## Items from a dataset
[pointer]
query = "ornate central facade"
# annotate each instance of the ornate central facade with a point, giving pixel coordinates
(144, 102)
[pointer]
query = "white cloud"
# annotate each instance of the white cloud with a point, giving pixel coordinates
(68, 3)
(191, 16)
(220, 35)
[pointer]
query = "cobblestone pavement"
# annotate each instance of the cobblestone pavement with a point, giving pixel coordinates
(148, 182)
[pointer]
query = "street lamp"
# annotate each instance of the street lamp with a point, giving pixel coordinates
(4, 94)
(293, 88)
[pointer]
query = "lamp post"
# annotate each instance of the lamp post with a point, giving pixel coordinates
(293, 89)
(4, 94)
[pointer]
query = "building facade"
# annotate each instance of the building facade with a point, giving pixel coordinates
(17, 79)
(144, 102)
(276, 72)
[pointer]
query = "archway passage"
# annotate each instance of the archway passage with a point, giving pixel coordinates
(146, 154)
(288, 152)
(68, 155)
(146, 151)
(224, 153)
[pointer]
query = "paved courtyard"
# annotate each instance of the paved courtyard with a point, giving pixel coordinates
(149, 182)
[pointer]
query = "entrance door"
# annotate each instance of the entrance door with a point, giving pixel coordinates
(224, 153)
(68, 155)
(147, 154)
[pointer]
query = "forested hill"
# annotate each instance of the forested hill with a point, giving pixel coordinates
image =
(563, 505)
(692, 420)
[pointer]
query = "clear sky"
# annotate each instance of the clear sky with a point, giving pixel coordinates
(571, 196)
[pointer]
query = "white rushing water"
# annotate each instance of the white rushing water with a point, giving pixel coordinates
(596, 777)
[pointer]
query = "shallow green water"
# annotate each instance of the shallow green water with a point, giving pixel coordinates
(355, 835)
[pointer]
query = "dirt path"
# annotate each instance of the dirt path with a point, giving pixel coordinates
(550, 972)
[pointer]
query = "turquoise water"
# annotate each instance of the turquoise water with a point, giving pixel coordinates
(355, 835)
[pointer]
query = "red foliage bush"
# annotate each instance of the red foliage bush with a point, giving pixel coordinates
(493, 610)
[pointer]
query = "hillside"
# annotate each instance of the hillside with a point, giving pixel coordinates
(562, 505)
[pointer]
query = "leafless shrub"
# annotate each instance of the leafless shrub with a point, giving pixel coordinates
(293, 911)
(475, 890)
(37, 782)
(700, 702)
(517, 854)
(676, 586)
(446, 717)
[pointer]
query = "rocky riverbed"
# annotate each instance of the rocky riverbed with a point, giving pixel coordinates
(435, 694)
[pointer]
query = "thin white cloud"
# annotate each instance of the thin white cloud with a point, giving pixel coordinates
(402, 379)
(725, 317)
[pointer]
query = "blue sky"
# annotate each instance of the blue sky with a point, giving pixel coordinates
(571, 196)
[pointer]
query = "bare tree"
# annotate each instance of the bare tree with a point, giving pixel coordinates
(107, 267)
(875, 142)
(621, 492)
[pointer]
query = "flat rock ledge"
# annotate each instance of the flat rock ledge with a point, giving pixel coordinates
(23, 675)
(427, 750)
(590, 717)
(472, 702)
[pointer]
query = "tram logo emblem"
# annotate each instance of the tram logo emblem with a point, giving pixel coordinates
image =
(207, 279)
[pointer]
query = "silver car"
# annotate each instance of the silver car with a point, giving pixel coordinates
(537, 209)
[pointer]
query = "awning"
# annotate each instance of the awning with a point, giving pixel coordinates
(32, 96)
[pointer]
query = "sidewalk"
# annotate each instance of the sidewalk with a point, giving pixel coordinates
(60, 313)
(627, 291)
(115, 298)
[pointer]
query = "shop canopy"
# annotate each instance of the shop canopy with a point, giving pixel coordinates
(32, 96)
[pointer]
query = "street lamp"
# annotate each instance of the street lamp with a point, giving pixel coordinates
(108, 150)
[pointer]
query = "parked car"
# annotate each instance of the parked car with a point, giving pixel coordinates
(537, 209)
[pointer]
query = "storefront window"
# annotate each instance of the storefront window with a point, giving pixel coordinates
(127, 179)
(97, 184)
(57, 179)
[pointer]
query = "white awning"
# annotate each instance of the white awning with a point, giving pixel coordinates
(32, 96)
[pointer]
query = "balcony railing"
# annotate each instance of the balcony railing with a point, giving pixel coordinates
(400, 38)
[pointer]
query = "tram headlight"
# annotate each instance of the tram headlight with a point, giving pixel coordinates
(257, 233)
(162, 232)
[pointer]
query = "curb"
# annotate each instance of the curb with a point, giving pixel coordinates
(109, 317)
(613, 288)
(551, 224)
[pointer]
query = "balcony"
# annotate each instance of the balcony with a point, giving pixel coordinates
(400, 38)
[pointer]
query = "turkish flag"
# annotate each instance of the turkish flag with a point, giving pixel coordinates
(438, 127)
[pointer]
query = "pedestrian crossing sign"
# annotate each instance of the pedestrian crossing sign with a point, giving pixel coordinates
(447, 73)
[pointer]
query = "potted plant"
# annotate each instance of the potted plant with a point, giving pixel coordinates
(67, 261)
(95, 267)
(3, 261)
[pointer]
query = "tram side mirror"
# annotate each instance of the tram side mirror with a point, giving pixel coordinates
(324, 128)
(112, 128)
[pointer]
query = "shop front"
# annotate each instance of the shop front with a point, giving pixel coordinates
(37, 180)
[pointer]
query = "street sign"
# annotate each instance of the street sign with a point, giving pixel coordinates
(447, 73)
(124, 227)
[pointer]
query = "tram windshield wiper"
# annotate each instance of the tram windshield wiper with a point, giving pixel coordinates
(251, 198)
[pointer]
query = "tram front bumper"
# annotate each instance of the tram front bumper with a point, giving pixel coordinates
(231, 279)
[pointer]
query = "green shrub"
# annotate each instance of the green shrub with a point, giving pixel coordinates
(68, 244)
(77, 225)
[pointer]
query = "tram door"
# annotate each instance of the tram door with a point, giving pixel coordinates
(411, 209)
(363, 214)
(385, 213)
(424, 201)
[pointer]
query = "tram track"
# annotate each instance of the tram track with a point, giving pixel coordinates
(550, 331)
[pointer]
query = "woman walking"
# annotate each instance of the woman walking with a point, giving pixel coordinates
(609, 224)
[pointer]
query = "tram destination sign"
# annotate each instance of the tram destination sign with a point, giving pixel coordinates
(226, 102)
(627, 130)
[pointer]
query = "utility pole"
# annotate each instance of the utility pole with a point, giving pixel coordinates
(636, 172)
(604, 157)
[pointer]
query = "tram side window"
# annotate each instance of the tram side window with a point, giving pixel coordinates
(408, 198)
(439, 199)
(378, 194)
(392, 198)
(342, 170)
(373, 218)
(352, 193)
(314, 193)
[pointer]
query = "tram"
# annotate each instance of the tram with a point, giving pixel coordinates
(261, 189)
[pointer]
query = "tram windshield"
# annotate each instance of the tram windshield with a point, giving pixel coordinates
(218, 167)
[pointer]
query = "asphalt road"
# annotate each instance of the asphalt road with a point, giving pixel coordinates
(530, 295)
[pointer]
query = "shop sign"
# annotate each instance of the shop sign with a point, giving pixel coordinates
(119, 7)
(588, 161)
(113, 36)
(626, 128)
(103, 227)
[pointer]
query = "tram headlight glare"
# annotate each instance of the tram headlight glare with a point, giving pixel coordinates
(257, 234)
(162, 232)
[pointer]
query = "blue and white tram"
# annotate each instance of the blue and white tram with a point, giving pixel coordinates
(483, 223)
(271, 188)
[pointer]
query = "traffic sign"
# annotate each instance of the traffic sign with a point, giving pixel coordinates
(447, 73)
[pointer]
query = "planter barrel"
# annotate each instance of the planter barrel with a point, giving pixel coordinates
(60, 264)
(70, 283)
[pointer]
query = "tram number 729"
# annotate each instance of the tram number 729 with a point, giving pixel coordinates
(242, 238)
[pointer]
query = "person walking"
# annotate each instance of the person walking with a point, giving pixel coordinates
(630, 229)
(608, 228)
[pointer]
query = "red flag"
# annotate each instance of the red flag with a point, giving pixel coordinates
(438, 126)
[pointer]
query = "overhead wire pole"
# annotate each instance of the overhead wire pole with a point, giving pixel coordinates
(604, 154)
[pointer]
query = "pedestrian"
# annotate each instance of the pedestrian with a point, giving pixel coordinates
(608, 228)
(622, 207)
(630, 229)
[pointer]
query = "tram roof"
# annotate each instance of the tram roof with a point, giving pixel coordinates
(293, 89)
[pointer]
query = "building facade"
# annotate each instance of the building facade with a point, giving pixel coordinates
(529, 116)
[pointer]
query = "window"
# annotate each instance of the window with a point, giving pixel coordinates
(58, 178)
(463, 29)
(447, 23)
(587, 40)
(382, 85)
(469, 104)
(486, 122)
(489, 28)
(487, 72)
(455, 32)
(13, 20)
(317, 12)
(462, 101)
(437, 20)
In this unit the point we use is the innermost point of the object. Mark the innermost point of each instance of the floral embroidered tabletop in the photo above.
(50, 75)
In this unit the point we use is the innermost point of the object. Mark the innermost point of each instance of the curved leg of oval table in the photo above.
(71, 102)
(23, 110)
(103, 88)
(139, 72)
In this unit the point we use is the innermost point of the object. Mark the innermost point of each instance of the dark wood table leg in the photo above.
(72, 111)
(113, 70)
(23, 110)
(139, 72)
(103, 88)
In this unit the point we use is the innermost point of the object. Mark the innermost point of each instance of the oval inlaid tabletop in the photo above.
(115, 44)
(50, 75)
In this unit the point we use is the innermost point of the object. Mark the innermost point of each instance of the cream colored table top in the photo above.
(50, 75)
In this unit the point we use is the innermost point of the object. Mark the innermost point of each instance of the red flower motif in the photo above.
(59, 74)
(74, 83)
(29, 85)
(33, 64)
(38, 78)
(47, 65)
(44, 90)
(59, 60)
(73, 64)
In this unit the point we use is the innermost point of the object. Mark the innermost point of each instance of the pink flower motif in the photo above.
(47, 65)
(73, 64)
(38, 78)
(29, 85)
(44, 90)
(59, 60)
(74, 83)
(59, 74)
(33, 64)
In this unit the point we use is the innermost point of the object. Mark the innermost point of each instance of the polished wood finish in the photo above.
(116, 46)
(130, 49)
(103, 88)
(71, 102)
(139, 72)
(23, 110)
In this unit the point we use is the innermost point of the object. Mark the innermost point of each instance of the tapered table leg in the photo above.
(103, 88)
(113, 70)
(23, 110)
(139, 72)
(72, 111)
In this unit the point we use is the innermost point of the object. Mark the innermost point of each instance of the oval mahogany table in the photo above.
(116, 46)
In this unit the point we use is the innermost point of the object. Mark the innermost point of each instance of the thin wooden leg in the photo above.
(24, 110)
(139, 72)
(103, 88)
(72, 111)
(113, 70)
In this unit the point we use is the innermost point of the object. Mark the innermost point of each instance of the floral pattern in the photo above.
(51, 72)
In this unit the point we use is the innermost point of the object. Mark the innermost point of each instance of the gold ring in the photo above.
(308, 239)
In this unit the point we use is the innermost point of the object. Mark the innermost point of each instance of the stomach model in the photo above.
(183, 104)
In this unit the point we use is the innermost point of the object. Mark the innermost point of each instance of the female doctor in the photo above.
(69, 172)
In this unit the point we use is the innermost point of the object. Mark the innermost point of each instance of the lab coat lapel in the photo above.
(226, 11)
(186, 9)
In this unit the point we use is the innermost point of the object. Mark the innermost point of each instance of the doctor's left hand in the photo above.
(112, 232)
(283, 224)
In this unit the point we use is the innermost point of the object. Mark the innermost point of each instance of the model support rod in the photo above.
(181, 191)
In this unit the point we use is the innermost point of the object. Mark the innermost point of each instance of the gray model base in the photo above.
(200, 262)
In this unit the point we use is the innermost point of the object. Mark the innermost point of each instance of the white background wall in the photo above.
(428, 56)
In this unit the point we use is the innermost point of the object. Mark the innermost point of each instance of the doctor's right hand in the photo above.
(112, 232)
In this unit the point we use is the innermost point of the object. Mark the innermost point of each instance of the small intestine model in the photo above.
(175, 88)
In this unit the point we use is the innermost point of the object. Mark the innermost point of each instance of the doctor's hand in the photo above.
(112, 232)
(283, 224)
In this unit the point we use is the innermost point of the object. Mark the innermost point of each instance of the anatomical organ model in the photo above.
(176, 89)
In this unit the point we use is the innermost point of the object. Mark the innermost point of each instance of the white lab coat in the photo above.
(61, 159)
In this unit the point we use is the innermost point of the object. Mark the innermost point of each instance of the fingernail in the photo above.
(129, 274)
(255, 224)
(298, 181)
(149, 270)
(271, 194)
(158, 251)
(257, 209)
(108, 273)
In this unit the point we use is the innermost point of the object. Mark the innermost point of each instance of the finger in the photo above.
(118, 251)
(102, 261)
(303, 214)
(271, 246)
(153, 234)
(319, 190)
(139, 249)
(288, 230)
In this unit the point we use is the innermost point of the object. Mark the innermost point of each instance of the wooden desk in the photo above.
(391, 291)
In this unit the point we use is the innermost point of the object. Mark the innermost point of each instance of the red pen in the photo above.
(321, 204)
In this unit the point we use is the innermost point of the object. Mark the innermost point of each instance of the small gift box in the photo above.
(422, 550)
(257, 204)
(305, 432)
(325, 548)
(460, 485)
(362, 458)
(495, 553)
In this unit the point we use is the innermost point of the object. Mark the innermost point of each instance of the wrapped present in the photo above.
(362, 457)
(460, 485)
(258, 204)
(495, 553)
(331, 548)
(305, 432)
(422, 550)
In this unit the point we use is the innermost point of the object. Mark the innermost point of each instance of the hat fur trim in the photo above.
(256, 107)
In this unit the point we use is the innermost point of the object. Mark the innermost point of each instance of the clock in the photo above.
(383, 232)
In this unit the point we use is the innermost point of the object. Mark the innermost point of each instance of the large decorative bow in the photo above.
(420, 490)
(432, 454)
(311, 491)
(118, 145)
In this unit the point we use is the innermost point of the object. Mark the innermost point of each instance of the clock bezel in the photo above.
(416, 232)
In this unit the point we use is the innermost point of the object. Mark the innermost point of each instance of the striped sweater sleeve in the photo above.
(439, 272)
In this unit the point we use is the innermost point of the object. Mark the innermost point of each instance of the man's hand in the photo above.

## Required task
Every line from the one containing "bow in the photo above." through the end of the entries above must be echoed exactly, with both ends kept.

## Full solution
In this unit the point we use is the innermost point of the object. Mark the innermost point of each instance of the large decorative bow in the photo above.
(420, 490)
(432, 454)
(311, 491)
(118, 145)
In this unit the point we use is the innermost point of the object. Mark the innermost point of each instance of the clock bezel in the photo above.
(416, 232)
In this unit the point we use is the innermost point of the object. Mark the innermost point of each instance of the striped sweater sleeve in the photo above.
(439, 272)
In this unit the point we use is the innermost point of the object. Mark the innermost point of each instance of the man's hand in the photo above.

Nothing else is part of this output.